The request: Pull out every line in the items below that contains the string "table". Case counts.

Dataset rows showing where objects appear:
※ ※ ※
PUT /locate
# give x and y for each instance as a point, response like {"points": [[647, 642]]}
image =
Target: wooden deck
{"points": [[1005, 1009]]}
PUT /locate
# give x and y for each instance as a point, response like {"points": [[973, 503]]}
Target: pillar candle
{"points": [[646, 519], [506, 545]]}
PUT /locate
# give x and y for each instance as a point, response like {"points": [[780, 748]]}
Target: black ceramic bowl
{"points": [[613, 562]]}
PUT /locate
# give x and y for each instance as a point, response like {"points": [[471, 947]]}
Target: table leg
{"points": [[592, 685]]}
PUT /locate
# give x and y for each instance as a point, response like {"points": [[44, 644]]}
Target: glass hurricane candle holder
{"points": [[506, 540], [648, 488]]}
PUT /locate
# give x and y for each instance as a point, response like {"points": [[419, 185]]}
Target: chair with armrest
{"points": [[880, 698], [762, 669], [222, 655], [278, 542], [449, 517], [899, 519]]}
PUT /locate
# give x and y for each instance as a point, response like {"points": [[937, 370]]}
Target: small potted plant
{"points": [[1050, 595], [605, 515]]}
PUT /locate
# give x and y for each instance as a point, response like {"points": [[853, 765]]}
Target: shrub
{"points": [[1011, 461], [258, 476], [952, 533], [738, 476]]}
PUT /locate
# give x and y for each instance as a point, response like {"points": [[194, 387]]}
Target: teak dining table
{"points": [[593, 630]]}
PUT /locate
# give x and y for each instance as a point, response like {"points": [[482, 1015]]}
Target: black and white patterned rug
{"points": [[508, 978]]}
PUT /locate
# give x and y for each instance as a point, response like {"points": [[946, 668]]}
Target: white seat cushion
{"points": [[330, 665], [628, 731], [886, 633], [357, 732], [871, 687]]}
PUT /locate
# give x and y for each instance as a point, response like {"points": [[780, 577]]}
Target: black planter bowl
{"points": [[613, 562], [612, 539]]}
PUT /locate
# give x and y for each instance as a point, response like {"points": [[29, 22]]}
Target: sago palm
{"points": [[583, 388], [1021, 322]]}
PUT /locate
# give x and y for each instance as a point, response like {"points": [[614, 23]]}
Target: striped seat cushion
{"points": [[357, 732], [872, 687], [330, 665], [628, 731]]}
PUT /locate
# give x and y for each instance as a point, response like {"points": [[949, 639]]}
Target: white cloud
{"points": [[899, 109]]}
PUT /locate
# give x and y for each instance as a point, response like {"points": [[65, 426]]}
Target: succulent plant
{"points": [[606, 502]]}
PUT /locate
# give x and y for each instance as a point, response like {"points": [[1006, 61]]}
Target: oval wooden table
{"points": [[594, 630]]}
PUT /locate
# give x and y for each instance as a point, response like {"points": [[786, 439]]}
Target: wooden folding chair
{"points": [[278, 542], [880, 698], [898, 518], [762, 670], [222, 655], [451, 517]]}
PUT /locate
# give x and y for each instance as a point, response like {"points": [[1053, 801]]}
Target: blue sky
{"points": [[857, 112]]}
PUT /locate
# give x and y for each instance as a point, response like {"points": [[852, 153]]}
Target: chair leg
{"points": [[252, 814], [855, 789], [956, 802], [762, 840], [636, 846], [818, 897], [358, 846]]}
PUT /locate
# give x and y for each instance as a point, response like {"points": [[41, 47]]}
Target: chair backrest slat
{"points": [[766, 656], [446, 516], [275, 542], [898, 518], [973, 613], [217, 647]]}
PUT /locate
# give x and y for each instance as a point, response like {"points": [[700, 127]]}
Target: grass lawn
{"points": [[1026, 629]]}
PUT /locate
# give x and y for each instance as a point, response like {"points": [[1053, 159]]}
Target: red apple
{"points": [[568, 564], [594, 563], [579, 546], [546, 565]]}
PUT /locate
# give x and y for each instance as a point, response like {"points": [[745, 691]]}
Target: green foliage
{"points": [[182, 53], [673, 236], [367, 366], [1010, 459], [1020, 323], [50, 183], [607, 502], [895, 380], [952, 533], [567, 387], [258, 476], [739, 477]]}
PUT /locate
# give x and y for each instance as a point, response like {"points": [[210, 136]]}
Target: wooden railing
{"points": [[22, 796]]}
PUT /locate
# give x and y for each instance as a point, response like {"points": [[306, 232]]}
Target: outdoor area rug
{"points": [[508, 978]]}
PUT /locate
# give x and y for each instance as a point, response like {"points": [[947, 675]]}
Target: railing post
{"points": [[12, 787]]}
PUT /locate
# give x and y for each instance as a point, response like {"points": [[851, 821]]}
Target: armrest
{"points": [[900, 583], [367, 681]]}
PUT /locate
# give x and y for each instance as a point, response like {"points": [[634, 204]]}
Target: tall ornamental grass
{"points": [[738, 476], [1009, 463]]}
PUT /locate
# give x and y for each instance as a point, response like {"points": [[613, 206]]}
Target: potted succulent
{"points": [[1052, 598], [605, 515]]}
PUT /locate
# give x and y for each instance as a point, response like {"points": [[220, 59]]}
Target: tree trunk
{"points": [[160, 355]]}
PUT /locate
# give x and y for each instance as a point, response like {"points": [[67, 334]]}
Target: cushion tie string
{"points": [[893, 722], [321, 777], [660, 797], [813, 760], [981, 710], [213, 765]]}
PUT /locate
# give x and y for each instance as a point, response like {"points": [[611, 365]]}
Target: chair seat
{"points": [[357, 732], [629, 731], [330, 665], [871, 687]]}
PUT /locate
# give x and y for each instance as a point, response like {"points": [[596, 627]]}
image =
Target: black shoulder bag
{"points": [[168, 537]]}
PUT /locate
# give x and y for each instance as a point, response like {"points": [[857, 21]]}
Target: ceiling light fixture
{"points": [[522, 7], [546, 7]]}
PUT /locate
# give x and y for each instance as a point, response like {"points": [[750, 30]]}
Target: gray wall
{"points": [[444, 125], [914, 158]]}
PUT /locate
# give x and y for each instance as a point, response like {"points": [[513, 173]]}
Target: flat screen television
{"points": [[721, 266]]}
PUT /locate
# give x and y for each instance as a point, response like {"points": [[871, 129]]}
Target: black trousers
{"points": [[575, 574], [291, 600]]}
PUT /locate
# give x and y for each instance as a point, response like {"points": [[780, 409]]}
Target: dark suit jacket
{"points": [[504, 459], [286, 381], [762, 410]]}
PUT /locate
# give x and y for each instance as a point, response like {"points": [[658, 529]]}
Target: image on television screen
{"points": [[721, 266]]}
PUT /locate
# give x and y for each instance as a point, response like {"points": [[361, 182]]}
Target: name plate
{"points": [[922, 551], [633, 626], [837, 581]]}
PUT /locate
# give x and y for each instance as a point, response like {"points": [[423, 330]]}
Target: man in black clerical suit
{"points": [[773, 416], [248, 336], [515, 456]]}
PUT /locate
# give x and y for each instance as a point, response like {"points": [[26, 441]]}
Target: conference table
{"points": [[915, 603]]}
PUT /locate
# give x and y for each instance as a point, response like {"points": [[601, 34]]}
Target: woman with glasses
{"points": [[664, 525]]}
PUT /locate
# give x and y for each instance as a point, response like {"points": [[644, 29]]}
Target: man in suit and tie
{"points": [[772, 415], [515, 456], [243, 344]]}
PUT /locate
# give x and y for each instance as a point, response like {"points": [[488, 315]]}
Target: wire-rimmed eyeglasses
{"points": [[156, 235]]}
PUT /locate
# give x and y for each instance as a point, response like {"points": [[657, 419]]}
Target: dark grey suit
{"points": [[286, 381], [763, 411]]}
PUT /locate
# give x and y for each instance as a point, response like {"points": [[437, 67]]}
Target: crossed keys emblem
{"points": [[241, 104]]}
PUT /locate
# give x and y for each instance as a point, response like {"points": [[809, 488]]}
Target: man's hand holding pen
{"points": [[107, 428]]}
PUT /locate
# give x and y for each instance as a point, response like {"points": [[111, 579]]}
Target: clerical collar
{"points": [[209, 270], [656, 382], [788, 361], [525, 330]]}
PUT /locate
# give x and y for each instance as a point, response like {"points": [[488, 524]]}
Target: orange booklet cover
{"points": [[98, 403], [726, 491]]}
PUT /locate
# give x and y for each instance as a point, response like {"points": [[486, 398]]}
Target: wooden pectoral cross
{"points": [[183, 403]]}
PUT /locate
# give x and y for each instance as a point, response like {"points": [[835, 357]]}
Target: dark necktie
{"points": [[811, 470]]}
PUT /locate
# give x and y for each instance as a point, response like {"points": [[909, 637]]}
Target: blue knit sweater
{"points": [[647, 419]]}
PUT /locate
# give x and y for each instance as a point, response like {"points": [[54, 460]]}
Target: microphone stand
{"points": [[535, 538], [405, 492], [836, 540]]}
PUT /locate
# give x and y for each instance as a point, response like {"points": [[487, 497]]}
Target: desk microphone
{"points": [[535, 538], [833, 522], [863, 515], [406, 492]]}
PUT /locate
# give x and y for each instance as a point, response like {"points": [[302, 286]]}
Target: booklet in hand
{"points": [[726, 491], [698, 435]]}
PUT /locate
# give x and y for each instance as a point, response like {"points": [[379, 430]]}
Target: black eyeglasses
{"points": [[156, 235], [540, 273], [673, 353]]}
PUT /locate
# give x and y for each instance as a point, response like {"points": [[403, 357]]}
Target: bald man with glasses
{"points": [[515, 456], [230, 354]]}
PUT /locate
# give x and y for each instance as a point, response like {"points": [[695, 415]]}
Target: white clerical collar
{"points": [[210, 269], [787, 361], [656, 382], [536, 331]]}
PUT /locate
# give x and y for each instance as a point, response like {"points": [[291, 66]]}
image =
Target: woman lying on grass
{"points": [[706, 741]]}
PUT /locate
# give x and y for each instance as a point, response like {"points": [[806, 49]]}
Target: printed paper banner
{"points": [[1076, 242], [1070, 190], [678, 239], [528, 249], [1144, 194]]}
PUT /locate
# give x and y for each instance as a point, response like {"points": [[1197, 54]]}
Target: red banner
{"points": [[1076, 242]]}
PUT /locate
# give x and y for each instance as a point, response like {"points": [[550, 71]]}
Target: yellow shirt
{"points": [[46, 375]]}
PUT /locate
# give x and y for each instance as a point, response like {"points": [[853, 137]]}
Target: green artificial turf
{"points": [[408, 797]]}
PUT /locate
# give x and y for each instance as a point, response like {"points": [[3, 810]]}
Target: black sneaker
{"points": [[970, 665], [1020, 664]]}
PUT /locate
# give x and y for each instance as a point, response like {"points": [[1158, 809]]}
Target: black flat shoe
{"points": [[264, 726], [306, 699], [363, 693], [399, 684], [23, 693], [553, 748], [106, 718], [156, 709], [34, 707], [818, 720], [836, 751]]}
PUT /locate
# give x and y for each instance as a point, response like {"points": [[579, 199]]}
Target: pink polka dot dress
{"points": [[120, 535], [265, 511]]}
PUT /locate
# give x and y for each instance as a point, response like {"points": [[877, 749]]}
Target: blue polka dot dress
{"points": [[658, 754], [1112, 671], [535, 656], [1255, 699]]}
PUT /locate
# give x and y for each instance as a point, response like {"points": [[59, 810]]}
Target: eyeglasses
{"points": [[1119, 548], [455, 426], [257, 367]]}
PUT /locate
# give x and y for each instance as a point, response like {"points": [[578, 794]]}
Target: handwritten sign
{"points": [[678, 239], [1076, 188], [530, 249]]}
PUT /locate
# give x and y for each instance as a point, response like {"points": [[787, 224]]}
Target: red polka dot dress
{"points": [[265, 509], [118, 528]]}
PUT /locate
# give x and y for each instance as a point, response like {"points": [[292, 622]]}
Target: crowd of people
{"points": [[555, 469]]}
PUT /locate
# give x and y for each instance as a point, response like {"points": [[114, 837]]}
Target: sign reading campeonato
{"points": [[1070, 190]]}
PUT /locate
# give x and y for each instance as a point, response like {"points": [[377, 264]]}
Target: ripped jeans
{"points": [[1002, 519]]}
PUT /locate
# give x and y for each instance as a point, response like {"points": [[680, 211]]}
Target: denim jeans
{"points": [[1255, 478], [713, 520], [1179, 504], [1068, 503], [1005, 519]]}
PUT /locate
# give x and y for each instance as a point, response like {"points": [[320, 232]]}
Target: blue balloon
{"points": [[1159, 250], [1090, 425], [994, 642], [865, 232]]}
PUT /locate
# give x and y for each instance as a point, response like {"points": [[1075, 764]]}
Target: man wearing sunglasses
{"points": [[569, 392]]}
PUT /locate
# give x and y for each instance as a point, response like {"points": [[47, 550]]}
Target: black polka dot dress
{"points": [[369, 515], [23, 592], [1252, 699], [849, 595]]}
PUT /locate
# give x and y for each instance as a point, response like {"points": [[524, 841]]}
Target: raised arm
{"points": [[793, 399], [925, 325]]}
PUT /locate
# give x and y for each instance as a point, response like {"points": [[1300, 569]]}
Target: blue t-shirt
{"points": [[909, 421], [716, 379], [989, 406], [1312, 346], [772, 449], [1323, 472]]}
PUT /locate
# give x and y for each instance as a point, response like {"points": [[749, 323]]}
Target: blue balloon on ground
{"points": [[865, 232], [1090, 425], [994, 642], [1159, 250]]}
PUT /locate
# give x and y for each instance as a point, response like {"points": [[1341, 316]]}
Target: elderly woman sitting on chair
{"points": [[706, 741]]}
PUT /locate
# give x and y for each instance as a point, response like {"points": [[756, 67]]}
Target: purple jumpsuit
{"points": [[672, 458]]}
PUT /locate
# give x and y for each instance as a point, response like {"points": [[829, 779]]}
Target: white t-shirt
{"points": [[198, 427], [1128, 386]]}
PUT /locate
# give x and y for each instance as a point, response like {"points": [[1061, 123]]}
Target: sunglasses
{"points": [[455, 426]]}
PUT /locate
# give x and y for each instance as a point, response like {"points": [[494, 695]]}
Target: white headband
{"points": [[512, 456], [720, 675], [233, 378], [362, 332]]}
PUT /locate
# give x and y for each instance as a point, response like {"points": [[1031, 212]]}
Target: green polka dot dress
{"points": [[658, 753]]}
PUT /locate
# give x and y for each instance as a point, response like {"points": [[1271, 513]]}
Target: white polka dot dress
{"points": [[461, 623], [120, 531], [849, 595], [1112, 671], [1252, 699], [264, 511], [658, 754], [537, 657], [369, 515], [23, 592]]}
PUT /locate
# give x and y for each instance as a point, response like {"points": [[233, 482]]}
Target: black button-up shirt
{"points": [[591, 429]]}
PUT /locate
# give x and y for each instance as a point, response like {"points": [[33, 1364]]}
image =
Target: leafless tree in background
※ ※ ※
Finished task:
Target: table leg
Target: teak dining table
Target: oval wooden table
Target: conference table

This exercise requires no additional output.